Ce succès il le doit d’abord à sa fidélité envers Emmanuel Macron. Le président de la République s’est investi fréquemment et avec force dans les réformes de l’Education. Après les blocages rencontrés par JM Blanquer, il a nommé un ministre susceptible d’amadouer les enseignants tout en lui donnant un entourage chargé de le diriger. Il est intervenu plus directement et avec plus d’énergie sur ce dossier depuis le début du second quinquennat. La nomination de Gabriel Attal signifie d’abord que le dossier Education est directement entre les mains de l’Elysée. Cette proximité est un avantage quand il s’agit de fixer le budget de l’Education avec Bercy. Le budget préservé de 2024 en est l’illustration.
La nomination de Gabriel Attal doit aussi beaucoup à ses talents de débatteur et à son agressivité politique. Cela s’est vu souvent à l’Assemblée face à l’opposition de gauche. Mais aussi dans le monde de l’éducation quand le secrétaire d’État utilisait une fake news ou ne reculait pas devant le prof bashing. Gabriel Attal a été à l’école de JM Blanquer. Comme lui, est-il persuadé que tous reculent devant la force ? Les syndicats pourraient sentir rapidement le changement de ton. Même si G Attal, dans son discours du 20 juillet, promet « l’écoute », il annonce aussi « l’audace »…
Le retour au programme de JM Blanquer
Le programme présenté par G Attal le 20 juillet poursuit la ligne de JM Blanquer. « Nous devons remettre le respect de l’autorité et les savoirs fondamentaux au cœur de l’école« , dit G Attal. « Il faut en revenir aux choses simples, le respect du professeur et de son autorité, le respect de la laïcité… Si on tente de bafouer l’autorité de nos professeurs, si on veut s’en prendre aux valeurs de la République, je le dis à tous les professeurs, je serai à vos côtés« . JM Blanquer avait dit la même chose en 2018 : « J’accorde plus d’importance et de crédit à la parole du professeur qu’à celle de l’élève« . Les enseignants savent ce qu’il en a été. Après un épisode Ndiaye où le conseil des sages de la laïcité à été redressé, on pourrait en revenir à l’exploitation politicienne de la laïcité comme JM Blanquer l’a pratiqué.

------------------------------------------------

#### CONSIGNE
Reprenez le texte sur la nomination de Gabriel Attal à l'Éducation et poursuivez-le à partir de sa dernière phrase.

------------------------------------------------

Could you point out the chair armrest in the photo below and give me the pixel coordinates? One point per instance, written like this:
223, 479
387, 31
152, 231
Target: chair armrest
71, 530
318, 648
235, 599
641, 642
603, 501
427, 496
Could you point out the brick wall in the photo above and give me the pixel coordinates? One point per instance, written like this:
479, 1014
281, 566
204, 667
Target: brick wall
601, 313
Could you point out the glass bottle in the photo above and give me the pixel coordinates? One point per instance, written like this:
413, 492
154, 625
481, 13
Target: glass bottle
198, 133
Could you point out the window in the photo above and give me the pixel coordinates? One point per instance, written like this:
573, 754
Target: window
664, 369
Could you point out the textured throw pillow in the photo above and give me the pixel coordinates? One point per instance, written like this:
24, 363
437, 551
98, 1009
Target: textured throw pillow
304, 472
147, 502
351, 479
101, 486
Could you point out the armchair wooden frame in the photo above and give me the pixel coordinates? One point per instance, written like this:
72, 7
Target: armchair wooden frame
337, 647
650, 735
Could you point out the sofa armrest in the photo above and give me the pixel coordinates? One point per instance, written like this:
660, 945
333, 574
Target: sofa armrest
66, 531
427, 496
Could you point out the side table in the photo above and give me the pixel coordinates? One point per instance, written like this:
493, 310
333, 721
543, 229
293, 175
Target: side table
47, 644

------------------------------------------------

#### RÉPONSE
Gabriel Attal a pris aussi des engagements sur les réformes. « Les absences non remplacées seront ma priorité« , dit-il, et cela dès la rentrée. Cela suppose que le Pacte s’installe, alors qu’un récent rapport parlementaire montre qu’il patine. Le nouveau ministre veut aussi « adapter la mobilité » des enseignants et « une véritable animation des ressources humaines« . Là aussi on retrouve des thèmes portés par JM Blanquer, notamment lors du Grenelle. G Attal devrait poursuivre le détricotage du statut des enseignants, déjà gravement atteint par le Pacte.
La crise n’est pas réglée
La nouvelle période qui s’ouvre avec G Attal est plus claire. G Attal va vouloir aller au bout de la privatisation de l’enseignement voulue par E Macron. Le maintien à son poste de C Grandjean l’atteste. Il va le faire avec énergie. Et probablement avec la conviction, héritage de JM Blanquer, que rien ne résiste devant l’autorité ministérielle.
Pour autant, ce remaniement n’a en rien réglé la crise politique qui ruine le gouvernement. Le président est toujours à la recherche d’une majorité. Le désir de la droite de s’emparer de l’Ecole est peut-être un obstacle à la reconfiguration politique. Mais E Macron est bien obligé de trouver une majorité. Et rapidement. En attendant ce vrai remaniement, Gabriel Attal est ministre.